BECAUSE I'M AN ADULT,

AND WHAT DICK DID DOES
NOT AFFECT OUR FRIENDSHIP.

DON AND I ARE GOING TO THE
RUTHERFORD RENAISSANCE FAIR TONIGHT.

OH, NO, YOU'RE NOT.

YOU'RE CANCELING YOUR
PLANS AND GOING WITH MARY.

THERE'S NO WAY I'M GONNA DO...

FINE!

THANK YOU.

THERE, YOU SEE? I
CAN BE AN ADULT, TOO.

I'M SURE YOU CAN.

THAT'S WHY I'M GOING TO CONTINUE
TO ALLOW YOU TO USE MY OFFICE.

YOUR OFFICE? IT'S OUR OFFICE.

CHECK THE DOOR, DICK!

IT'S MY OFFICE!

ALWAYS WAS, ALWAYS WILL BE!

BUT I SAY THAT JUST
TO LET YOU KNOW.

I DON'T STRESS IT. I
JUST GLOSS OVER IT.

■ DATASET EXTRACT:
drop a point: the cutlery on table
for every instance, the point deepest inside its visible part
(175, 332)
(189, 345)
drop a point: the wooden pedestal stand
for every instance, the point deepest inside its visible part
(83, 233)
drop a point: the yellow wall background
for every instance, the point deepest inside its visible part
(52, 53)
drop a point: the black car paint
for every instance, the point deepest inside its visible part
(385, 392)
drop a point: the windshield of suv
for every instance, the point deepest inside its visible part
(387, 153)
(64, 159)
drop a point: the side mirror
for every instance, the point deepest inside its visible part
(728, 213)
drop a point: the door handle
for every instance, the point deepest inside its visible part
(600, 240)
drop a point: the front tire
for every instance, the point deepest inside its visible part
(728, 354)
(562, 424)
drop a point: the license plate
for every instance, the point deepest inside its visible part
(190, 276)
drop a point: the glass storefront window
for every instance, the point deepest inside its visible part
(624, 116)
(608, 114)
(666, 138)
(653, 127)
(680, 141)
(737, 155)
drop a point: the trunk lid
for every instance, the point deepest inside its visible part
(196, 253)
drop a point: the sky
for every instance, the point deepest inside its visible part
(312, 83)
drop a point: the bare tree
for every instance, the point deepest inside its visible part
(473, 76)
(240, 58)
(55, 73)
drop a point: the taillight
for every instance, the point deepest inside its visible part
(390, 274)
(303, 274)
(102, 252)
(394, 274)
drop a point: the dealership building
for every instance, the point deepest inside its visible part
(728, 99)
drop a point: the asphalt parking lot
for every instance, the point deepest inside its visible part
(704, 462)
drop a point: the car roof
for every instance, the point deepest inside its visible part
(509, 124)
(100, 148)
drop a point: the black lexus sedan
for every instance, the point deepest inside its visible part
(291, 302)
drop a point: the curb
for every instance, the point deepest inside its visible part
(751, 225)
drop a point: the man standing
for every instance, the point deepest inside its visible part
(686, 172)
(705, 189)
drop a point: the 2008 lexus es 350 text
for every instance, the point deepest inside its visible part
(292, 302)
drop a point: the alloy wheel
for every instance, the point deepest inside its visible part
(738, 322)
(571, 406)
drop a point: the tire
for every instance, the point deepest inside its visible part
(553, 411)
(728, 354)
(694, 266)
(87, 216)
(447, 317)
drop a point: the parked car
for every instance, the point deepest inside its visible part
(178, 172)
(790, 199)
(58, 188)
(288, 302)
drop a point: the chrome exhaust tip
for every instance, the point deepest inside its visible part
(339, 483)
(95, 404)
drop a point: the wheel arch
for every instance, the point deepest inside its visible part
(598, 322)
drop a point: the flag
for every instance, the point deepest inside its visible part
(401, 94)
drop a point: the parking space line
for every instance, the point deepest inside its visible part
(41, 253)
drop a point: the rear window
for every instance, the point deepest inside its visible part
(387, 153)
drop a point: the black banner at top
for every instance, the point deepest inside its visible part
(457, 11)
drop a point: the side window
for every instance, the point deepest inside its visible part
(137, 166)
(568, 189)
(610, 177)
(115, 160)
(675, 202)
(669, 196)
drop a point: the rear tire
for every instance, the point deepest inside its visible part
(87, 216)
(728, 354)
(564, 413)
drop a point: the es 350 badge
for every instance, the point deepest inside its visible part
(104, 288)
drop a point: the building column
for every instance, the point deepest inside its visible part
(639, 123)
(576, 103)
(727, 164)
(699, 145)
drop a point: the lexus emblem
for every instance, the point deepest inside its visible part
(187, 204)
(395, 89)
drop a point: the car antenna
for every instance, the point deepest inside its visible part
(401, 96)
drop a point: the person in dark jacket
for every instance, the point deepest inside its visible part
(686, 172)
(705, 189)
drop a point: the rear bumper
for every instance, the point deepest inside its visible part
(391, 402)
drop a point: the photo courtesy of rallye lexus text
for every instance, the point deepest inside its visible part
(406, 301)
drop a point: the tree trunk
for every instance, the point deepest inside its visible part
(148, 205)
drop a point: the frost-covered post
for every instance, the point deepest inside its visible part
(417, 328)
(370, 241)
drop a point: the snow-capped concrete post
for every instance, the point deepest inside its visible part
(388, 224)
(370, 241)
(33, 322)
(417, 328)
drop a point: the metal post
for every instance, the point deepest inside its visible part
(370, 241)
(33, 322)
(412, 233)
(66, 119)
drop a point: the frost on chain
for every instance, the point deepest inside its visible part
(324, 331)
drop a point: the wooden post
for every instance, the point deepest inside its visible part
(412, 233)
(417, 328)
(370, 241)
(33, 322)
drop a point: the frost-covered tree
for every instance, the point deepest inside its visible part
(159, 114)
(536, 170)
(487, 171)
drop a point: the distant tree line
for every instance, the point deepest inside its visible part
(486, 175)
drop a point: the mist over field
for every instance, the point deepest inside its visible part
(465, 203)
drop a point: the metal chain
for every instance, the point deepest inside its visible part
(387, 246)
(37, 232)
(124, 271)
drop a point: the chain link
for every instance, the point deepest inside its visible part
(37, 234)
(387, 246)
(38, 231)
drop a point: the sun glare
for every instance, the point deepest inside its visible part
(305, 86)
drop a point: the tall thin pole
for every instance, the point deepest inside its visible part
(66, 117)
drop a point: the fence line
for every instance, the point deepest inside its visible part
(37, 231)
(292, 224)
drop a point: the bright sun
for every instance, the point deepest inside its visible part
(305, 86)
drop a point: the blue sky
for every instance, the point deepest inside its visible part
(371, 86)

■ CHALLENGES:
1/ Name every person mentioned by name in the dialogue.
2/ Pull out the part of the dialogue that begins at the words "YOUR OFFICE? IT'S" and stops after "GLOSS OVER IT.".
The entries were drawn from a separate source.

■ ANSWER SET:
1/ Dick, Don, Mary

2/
YOUR OFFICE? IT'S OUR OFFICE.

CHECK THE DOOR, DICK!

IT'S MY OFFICE!

ALWAYS WAS, ALWAYS WILL BE!

BUT I SAY THAT JUST
TO LET YOU KNOW.

I DON'T STRESS IT. I
JUST GLOSS OVER IT.